Extracted text —
++++++++++++++++++++

Background. I'm doing shared care with my GP. He is amazing. I love him to bits for his patience and thorough care as well as always being on call if and when I need something.
I had my booking app with the RBWH yesterday and it wasn't pleasant by any means. I understand alot of what they do is procedural but it was cold, unfriendly and honestly a waste of time. All I got from two hours of waiting was the orange book to take back to my gp and a few boxes filled out.
All of which I could of done myself. Ie weight. Details of first birth. Name. Family medical history. And the rest the midwife said my doc would do for me. I don't understand why they didn't just save everyone time and money and post it to me.
I found the whole hospital process to be very sterile and cold and am not looking forward to future appointments. The midwife seemed very judgemental when she asked why we didn't get the NT scan done. (We chose not to- which is entirely our right to decide)
And outright told me I HAD to get to the whooping cough vaccine and so should everyone else in my family when bubs is born. (Again a choice we will make at the time, it's not the law) I appreciate an educated opinion but I do not appreciate being told what to do without any reasoning behind it.
When I questioned as to why I needed to do some things ie sign a form to consent to a vaginal birth she just barked - its procedure. (I'm opting for a vbac- again she was very quick to tell me all about the increased risks and dangers.. Thanks for the support!)
Why do you need to know if my partner lives with me and why not if he doesn't?
- I don't see how this question relates to my or my babies health in anyway?
'It's just something we have to know.'
There was also a whole stack of forms about being in an abusive relationship and so on. I'm not. I love my DF to pieces. He is great. But even if I was I'm sure as heck not going to tick yes to all the boxes and get help from a cranky midwife I only just met am I?

++++++++++++++++++++

Provided material —

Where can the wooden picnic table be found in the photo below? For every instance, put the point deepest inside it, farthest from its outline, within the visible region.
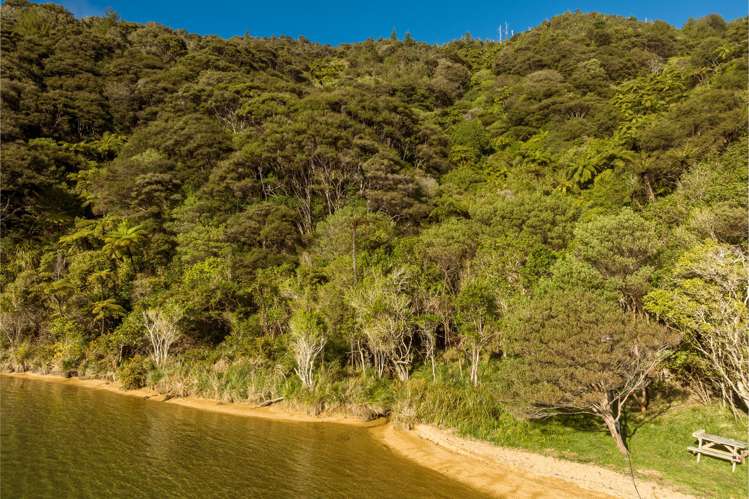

++++++++++++++++++++

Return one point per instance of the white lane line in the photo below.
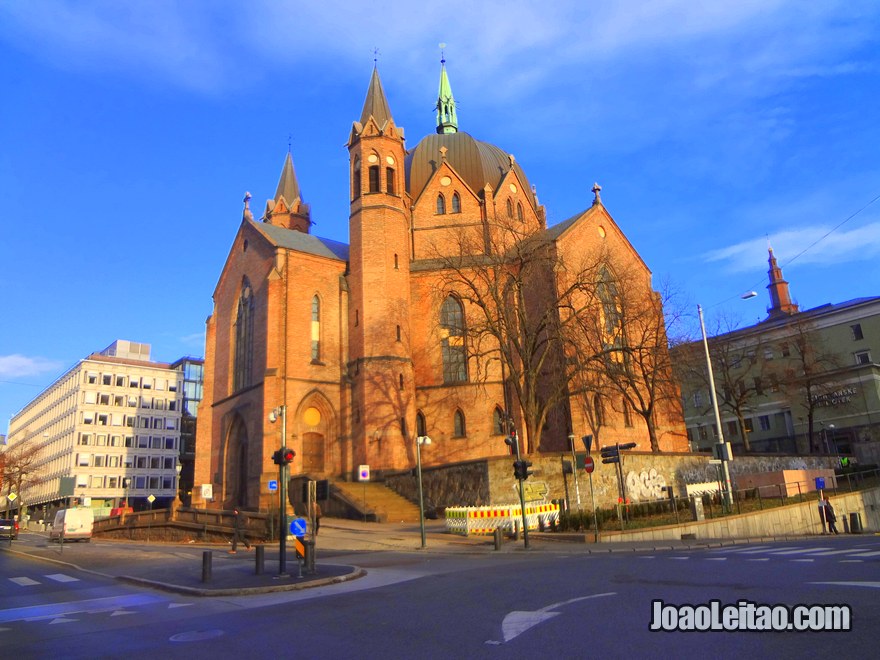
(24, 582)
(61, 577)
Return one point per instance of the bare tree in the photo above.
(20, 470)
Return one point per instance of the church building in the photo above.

++++++++++++++++++++

Work order 1 — Using the post about the hospital booking appointment, decide whether each statement agrees with it. For each, answer yes or no and quote the words that decide it. (a) The writer waited two hours at the appointment. (b) The writer had the NT scan done. (c) The writer plans a caesarean birth.
Work order 2 — According to the post about the hospital booking appointment, what was the writer given to take back to the GP?

Output 1 —
(a) Yes: "All I got from two hours of waiting was the orange book to take back to my gp and a few boxes filled out."
(b) No: "We chose not to- which is entirely our right to decide"
(c) No: "I'm opting for a vbac"

Output 2 — The orange book.